Challenges:
[a] Print the forum post on model transformations from "Part of the" down to "x ~ Normal(μ, σ)", without any changes.
[b] Answer these questions using the forum post on model transformations:
(i) In the writer's impression of a Turing "Model", what replaces the ~ relations at inference time?
(ii) What is the name of the not yet implemented combinator that the writer proposes?
(iii) In the model written in Soss syntax, which distribution is assigned to σ?

Source:
:::::

I’m sorry to have misstated this. Looking at the example @mohamed82008 linked to, I get the impression a Turing “Model” is just a function with ~ relations replaced at inference time with assume and observe, which are specialized according to the type of inference algorithm. Is that right?

In most (non-Julia) settings, this would impose some redirection overhead and/or be difficult to specialize. It may be that Julia’s JIT compilation and multiple dispatch make this a non-issue.

Part of the confusion may be that I’ve been lumping more into “inference” than I probably should. Really it’s about model transformations, which may result in executable code, or maybe just more models. We should be able to compose models, and even compose inference algorithms.

As one example of such a transformation, consider centered vs non-centered parameterization. Say we have something like (in Soss syntax)

m = @model x begin
    μ ~ Normal(0,1)
    σ ~ HalfCauchy(3)
    x ~ Normal(μ, σ)
end

Then we should be able to use the (not yet implemented) uncenter combinator to arrive at

uncenter(m,suffix=:Raw) == @model x begin
    μ ~ Normal(0,1)
    σ ~ HalfCauchy(3)
    xRaw ~ Normal(0,1)

:::::

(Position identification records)
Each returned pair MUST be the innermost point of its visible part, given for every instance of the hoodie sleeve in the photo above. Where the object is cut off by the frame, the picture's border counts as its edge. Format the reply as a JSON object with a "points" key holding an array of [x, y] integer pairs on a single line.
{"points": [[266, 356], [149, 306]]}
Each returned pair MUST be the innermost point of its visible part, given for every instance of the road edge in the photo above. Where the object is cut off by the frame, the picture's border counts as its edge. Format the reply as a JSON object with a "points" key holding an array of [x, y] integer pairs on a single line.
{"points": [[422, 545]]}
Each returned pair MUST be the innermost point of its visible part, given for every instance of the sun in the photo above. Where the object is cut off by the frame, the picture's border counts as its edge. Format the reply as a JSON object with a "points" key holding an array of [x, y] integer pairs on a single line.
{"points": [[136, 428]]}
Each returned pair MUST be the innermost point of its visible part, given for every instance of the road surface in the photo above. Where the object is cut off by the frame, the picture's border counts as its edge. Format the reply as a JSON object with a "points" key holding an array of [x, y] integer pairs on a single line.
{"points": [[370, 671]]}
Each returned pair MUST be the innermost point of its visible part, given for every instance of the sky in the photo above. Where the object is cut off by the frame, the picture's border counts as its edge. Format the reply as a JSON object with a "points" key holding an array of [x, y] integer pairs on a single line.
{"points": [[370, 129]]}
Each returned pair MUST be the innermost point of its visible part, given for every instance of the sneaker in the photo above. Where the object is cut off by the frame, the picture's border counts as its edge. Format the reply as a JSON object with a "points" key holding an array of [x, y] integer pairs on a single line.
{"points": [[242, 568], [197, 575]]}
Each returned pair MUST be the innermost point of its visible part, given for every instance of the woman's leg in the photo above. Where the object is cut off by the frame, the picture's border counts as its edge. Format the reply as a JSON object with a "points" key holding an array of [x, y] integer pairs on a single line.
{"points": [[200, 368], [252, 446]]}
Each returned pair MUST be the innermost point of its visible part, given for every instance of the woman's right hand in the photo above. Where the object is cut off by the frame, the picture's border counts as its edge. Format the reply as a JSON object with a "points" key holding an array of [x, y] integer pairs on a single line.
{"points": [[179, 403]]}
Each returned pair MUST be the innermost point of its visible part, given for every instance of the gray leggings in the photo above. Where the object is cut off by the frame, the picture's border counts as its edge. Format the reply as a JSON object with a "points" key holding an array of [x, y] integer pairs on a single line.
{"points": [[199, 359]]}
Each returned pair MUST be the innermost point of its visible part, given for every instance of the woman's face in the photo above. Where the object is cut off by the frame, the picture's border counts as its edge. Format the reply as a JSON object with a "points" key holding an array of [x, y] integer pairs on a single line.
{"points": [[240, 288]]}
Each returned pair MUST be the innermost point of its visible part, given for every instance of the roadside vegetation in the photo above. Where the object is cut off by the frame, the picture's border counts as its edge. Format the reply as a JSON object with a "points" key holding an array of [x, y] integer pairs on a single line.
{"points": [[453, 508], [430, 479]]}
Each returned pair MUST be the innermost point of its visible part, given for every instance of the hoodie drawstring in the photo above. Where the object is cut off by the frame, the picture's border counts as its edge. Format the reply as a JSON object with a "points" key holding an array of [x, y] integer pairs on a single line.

:::::

Worked solutions:
[a]
Part of the confusion may be that I’ve been lumping more into “inference” than I probably should. Really it’s about model transformations, which may result in executable code, or maybe just more models. We should be able to compose models, and even compose inference algorithms.

As one example of such a transformation, consider centered vs non-centered parameterization. Say we have something like (in Soss syntax)

m = @model x begin
    μ ~ Normal(0,1)
    σ ~ HalfCauchy(3)
    x ~ Normal(μ, σ)

[b]
(i) assume and observe
(ii) uncenter
(iii) HalfCauchy(3)